(Source records)

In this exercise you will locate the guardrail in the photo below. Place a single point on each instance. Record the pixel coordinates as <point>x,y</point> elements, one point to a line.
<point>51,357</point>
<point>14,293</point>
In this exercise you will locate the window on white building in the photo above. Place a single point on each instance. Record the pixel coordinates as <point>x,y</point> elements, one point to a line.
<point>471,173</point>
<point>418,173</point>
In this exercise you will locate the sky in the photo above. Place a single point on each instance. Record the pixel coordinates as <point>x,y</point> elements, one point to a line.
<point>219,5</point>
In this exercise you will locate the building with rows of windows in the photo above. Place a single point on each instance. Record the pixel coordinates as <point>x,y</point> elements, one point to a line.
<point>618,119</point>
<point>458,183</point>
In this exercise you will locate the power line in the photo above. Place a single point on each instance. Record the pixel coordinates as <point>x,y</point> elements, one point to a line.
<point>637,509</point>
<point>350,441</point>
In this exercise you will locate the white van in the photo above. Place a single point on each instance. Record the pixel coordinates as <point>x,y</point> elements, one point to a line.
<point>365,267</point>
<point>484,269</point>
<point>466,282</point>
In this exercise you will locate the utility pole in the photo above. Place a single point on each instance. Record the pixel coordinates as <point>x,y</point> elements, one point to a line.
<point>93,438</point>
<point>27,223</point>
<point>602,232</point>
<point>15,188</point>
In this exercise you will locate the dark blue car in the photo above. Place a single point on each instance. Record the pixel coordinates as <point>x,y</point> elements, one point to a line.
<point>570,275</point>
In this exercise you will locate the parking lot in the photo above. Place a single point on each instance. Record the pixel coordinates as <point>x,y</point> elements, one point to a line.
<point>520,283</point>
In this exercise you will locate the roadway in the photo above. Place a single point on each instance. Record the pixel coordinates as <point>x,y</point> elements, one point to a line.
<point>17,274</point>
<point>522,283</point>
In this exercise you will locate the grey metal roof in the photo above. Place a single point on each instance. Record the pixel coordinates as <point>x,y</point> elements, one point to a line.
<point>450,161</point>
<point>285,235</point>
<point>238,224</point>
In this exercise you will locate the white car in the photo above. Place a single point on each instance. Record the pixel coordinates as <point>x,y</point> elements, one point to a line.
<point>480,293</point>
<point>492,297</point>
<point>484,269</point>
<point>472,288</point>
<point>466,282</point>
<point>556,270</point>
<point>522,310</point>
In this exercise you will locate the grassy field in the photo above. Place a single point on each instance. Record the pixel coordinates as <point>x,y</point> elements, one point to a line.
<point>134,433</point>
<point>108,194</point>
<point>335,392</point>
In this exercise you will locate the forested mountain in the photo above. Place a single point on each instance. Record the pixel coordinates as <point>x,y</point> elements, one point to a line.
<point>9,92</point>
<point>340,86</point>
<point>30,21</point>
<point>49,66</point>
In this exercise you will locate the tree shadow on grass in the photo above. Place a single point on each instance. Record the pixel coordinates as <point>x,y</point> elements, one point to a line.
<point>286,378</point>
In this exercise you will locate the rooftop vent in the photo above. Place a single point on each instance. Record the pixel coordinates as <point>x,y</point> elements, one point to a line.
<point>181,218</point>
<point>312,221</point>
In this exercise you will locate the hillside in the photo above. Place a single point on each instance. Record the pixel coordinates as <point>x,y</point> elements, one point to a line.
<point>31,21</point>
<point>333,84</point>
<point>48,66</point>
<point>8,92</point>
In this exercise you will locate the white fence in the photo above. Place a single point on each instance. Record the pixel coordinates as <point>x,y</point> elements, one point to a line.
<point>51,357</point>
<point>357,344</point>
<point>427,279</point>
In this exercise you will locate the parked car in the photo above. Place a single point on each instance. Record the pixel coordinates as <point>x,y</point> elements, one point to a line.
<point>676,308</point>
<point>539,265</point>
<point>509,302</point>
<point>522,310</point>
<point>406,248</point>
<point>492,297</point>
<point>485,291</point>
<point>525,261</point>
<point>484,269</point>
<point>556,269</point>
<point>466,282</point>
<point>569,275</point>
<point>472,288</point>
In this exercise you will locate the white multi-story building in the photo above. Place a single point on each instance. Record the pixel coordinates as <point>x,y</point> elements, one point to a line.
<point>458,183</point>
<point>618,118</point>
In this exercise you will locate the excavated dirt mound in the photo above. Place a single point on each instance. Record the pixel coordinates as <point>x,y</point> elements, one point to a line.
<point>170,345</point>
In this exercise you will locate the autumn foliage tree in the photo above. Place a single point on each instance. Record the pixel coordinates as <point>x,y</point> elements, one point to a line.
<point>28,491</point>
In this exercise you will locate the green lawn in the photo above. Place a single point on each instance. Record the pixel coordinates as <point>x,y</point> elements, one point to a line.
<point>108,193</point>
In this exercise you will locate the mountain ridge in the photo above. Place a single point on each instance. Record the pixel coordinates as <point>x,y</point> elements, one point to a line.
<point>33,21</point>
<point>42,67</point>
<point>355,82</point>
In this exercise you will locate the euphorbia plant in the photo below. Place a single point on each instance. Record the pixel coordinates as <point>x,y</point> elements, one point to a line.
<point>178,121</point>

◆ Task goal
Nothing in the entries above may be left out; retype them all exactly.

◆ Answer
In this exercise you will locate the guardrail in the photo below. Place a single point on each instance. Record the pixel coordinates as <point>x,y</point> elements, one point to a line.
<point>51,357</point>
<point>14,293</point>
In this exercise you will locate the window on white building in the photo above. Place a single point on each instance. Record the pixel coordinates as <point>x,y</point> elements, one point to a line.
<point>471,173</point>
<point>418,173</point>
In this exercise you will locate the sky in the photo above. Place a single point on each instance. Record the pixel coordinates as <point>x,y</point> elements, one point to a line.
<point>219,5</point>
In this exercise you will locate the building with rows of windows in the photo above. Place a single point on each instance. Record the pixel coordinates as <point>x,y</point> elements, one point to a line.
<point>618,119</point>
<point>458,183</point>
In this exercise you will locate the power line in the photo above. Place a single point on each instance. Record the pixel coordinates as <point>x,y</point> elements, one point to a line.
<point>637,509</point>
<point>350,441</point>
In this exercise you will locate the white van in the photo above. Place a single point on each instance. Record the pixel coordinates as <point>x,y</point> elements, one point to a line.
<point>365,267</point>
<point>484,269</point>
<point>466,282</point>
In this exercise you will locate the utility pole in the photo above. Place a single point on each instance. Record the pixel coordinates as <point>x,y</point> elements, one point to a line.
<point>93,438</point>
<point>27,223</point>
<point>602,232</point>
<point>15,188</point>
In this exercise you will locate the dark blue car in the photo above. Place a single point on each instance. Record the pixel coordinates as <point>x,y</point> elements, one point to a line.
<point>570,275</point>
In this exercise you will locate the parking lot in the photo above. Place a single point on each instance. Record the pixel coordinates as <point>x,y</point> elements, one point to a line.
<point>520,283</point>
In this exercise you will locate the roadway in the photo above. Place a single point on each instance. Record the pixel coordinates as <point>x,y</point> elements, one point to a line.
<point>17,274</point>
<point>522,283</point>
In this exercise you will locate the grey metal roof in the photo above. Place a single point on each instance. Record the pixel coordinates as <point>x,y</point> elements, one point to a line.
<point>450,161</point>
<point>285,235</point>
<point>238,224</point>
In this exercise you will locate the white car in the photo above. Place a single point on each instance. Record the pixel coordinates as <point>x,y</point> elements, one point to a line.
<point>480,293</point>
<point>492,297</point>
<point>484,269</point>
<point>472,288</point>
<point>466,282</point>
<point>556,270</point>
<point>522,310</point>
In this exercise you will locate the grassy field in the photo above. Place a single point on each instance. Record the pixel coordinates as <point>x,y</point> elements, one point to a line.
<point>134,433</point>
<point>108,194</point>
<point>335,392</point>
In this exercise you will locate the forested mountain in the photo above. Place a single point on each instance. Record the pixel coordinates as <point>x,y</point> elements, one point to a line.
<point>9,92</point>
<point>340,86</point>
<point>30,21</point>
<point>49,66</point>
In this exercise you will locate the tree shadow on grass in the photo above. Place a single point on each instance. Record the pixel coordinates as <point>x,y</point> elements, one point to a line.
<point>286,378</point>
In this exercise you will locate the rooftop vent in the photo above. Place a single point on each instance. Record the pixel coordinates as <point>x,y</point> elements, one point to a line.
<point>181,218</point>
<point>312,221</point>
In this exercise you will locate the hillside in the photo above. Place a single point on each instance. Record the pixel coordinates as <point>x,y</point> elements, one point to a line.
<point>31,21</point>
<point>333,84</point>
<point>48,66</point>
<point>8,92</point>
In this exercise you will locate the white fence in the photo above. Place a single point on each instance. Record the pixel coordinates as <point>x,y</point> elements, one point to a line.
<point>51,357</point>
<point>357,344</point>
<point>427,279</point>
In this exercise you will locate the parked car in the photo above. Place a single point on each instance. Record the pixel coordinates as <point>x,y</point> elements, one point to a line.
<point>676,308</point>
<point>539,265</point>
<point>509,302</point>
<point>522,310</point>
<point>406,248</point>
<point>492,297</point>
<point>485,291</point>
<point>525,261</point>
<point>484,269</point>
<point>556,269</point>
<point>466,282</point>
<point>569,275</point>
<point>472,288</point>
In this exercise you will locate the white multi-story building in the photo above. Place a single point on each instance. Record the pixel coordinates as <point>x,y</point> elements, one point to a line.
<point>458,183</point>
<point>618,118</point>
In this exercise you will locate the excavated dirt mound in the photo above. Place a single point on each instance. Record the pixel coordinates as <point>x,y</point> elements, one point to a line.
<point>170,345</point>
In this exercise you will locate the autumn foliage tree in the photo above. Place a single point on each instance. Record the pixel coordinates as <point>x,y</point> elements, one point to a line.
<point>28,491</point>
In this exercise you will locate the green lawn in the photo above. Place a single point on each instance. Record the pixel coordinates as <point>x,y</point> elements, one point to a line.
<point>108,193</point>
In this exercise you will locate the mountain ridge in the photo above. Place a single point on each instance. Record the pixel coordinates as <point>x,y</point> elements, one point to a line.
<point>33,21</point>
<point>42,67</point>
<point>355,82</point>
In this exercise you will locate the euphorbia plant in the photo below. Place a single point on each instance. Record the pixel coordinates as <point>x,y</point> elements, one point to a line.
<point>178,121</point>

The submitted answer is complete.